Brief ->
Transcribe the data that follows without changing a word, and omit the pictures.

The data ->
= = =

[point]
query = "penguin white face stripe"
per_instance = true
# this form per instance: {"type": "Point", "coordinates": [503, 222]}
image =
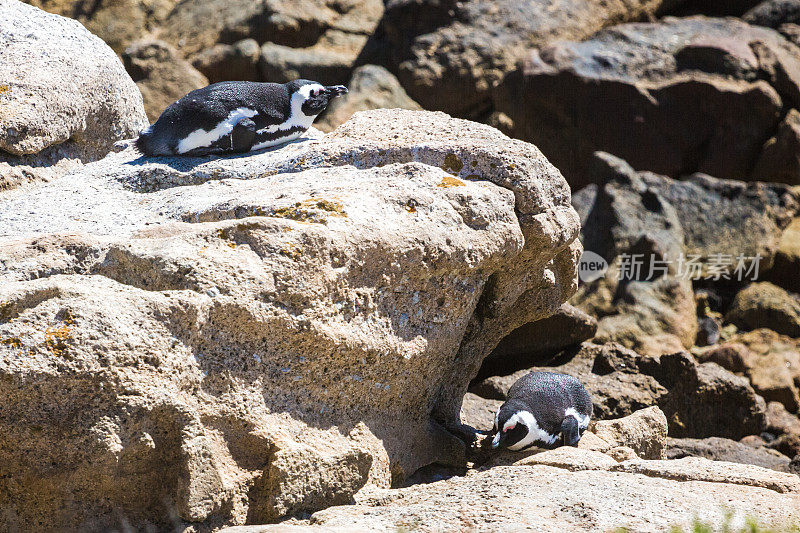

= = =

Solution for this exercise ->
[point]
query = "penguin white face stripe"
per_instance = true
# this form per instance: {"type": "Point", "coordinates": [503, 222]}
image =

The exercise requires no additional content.